■ **Exercise aim**: State only how many lines in the material below contain the string "audio", counting matches with the same case only.
───── Input rows
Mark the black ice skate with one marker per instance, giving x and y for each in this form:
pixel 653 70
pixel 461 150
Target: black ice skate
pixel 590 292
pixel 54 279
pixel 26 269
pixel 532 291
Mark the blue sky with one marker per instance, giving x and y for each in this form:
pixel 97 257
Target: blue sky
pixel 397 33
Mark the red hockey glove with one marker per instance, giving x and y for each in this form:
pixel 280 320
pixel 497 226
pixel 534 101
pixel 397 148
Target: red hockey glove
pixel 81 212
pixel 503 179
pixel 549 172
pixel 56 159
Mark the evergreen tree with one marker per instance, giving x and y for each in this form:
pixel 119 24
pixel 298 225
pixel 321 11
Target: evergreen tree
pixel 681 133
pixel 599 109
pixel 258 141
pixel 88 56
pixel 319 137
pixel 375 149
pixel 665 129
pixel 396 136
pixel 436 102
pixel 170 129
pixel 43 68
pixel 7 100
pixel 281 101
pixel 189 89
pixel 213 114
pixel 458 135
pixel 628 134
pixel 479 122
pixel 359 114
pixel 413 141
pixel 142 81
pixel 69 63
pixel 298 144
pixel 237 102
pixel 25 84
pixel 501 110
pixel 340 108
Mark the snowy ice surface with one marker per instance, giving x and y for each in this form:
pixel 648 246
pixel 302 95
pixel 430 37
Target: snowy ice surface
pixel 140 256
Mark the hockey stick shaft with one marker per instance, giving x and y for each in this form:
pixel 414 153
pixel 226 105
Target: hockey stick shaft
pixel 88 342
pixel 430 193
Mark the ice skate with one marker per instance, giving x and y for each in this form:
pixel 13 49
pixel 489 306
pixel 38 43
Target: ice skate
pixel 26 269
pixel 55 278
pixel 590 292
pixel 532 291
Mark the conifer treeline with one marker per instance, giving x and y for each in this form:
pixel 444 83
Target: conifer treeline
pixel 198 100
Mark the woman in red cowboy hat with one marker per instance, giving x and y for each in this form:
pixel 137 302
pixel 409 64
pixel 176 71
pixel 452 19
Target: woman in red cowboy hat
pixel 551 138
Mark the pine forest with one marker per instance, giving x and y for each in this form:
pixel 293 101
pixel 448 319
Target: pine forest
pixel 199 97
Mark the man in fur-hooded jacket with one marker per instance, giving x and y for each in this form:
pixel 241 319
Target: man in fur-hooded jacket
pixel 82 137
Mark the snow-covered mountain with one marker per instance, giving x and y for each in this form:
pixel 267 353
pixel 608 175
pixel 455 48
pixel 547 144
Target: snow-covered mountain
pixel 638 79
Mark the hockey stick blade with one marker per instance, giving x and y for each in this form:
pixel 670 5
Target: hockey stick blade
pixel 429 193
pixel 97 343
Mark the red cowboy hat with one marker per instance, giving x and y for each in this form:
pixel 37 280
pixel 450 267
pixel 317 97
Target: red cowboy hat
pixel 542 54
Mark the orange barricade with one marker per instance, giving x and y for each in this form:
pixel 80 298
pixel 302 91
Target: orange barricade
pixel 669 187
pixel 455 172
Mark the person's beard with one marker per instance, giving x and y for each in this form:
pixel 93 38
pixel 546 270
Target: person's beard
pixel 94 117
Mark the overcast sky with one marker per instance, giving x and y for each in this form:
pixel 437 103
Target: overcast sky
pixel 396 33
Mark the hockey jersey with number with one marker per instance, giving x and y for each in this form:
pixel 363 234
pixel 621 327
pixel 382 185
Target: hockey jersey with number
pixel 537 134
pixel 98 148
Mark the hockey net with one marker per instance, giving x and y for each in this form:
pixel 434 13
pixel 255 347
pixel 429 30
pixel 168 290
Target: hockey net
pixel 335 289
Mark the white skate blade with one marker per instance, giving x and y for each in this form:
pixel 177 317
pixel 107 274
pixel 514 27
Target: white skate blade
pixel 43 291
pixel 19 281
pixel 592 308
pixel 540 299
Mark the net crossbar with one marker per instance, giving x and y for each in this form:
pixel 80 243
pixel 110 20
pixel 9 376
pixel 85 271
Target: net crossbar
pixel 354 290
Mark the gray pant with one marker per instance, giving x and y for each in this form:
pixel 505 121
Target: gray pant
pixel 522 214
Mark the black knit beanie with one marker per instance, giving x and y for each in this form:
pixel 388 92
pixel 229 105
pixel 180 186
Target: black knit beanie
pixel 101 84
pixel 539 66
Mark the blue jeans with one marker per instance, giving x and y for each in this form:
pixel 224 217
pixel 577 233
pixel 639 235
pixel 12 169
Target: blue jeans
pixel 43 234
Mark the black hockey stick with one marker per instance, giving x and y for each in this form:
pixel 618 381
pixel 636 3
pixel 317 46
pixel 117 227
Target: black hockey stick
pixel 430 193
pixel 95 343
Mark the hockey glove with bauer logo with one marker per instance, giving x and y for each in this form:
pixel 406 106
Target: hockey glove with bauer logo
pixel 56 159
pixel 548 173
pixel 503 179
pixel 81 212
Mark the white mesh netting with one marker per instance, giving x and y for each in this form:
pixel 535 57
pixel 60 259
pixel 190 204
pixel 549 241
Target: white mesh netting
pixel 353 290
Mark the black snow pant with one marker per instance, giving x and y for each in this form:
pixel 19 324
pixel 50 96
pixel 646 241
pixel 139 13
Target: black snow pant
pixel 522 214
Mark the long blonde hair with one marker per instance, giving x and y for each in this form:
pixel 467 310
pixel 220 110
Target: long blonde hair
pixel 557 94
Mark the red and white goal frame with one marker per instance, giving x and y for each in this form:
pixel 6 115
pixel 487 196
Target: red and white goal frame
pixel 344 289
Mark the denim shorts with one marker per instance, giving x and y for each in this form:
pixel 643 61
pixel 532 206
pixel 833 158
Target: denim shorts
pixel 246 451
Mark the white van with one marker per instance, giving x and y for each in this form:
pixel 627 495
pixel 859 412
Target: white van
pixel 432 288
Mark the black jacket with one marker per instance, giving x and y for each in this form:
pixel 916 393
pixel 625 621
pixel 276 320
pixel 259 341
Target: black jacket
──────────
───── Input rows
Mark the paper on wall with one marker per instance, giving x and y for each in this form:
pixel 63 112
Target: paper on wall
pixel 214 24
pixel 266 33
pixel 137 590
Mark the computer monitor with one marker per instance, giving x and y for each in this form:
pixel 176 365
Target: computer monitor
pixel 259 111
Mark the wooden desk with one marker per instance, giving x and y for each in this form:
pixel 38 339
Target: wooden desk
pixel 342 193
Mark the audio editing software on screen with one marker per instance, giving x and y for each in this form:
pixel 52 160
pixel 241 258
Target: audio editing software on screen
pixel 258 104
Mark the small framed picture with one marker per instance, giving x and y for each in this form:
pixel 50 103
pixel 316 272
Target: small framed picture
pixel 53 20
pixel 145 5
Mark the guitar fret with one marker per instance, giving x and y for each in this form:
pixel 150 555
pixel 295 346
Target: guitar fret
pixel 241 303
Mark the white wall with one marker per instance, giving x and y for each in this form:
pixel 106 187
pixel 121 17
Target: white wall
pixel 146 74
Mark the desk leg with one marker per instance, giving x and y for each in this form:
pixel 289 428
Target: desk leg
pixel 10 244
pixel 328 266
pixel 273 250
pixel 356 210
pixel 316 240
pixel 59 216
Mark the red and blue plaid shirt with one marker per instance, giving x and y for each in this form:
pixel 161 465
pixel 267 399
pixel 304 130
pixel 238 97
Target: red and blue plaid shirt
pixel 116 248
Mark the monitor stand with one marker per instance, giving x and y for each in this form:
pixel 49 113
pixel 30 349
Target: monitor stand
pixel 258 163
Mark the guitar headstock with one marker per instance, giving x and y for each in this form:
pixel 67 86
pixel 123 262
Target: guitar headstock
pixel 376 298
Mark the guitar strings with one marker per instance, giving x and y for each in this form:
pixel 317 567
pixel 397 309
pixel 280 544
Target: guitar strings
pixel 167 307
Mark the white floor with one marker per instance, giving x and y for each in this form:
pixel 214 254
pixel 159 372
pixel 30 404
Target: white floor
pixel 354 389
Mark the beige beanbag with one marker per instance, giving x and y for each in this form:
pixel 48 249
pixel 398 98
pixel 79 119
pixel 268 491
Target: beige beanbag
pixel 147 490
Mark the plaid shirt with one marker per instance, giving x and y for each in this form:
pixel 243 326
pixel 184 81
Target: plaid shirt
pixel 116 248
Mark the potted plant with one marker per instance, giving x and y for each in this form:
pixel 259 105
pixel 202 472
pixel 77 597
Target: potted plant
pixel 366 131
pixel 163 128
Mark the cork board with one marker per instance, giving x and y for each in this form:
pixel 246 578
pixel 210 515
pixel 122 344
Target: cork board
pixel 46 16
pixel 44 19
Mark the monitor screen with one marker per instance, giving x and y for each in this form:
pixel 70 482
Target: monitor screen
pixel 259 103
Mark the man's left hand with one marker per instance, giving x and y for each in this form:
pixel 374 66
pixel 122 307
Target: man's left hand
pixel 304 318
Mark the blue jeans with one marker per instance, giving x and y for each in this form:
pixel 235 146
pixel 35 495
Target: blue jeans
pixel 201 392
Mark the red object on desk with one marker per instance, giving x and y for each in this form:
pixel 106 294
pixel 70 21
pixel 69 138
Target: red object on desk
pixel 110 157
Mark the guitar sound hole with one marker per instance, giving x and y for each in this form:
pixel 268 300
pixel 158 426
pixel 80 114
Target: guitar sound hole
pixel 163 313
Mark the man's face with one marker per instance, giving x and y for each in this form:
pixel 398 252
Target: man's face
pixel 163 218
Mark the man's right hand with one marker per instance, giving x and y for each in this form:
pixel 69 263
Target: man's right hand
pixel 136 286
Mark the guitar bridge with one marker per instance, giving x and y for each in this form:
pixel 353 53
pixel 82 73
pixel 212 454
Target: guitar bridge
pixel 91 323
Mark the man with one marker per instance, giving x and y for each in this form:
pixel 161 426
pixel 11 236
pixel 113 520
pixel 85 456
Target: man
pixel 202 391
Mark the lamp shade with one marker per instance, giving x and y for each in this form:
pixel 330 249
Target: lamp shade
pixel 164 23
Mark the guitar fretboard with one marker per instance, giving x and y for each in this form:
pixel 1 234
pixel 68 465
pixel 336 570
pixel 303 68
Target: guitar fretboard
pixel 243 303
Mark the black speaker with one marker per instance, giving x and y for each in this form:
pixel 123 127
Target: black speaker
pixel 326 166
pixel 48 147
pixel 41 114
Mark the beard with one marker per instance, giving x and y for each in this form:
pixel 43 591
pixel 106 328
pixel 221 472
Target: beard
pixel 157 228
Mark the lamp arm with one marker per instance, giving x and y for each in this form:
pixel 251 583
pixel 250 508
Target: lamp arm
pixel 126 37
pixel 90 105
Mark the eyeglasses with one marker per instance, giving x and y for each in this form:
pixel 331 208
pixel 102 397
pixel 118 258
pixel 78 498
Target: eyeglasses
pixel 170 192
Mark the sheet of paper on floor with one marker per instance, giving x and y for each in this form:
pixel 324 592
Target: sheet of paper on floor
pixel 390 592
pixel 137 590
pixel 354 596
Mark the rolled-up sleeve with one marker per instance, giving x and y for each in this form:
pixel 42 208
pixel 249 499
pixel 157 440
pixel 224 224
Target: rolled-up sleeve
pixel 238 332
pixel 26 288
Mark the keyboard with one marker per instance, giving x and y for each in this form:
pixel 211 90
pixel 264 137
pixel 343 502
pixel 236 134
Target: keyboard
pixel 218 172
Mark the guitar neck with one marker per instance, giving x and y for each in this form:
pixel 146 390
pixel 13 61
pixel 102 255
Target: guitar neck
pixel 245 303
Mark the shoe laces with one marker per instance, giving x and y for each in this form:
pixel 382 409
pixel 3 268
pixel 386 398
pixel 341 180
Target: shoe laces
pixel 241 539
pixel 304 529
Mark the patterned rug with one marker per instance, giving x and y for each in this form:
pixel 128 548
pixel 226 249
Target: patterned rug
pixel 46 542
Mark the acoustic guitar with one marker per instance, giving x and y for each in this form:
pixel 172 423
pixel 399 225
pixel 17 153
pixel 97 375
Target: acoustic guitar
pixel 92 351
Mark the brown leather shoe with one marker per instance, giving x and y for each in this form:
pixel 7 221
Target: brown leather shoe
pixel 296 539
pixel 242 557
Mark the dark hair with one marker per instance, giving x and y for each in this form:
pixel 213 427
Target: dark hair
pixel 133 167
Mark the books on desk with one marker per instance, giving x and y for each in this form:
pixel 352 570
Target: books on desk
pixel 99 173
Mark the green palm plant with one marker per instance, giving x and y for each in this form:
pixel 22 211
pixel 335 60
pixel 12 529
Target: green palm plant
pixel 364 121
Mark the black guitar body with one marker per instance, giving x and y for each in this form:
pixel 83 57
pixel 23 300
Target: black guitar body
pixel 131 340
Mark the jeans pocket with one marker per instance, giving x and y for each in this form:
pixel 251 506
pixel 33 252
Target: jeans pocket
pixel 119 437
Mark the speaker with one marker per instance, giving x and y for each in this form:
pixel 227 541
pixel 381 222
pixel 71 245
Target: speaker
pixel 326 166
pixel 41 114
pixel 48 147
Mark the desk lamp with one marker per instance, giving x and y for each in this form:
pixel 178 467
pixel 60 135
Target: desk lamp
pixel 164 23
──────────
■ **Task output**: 2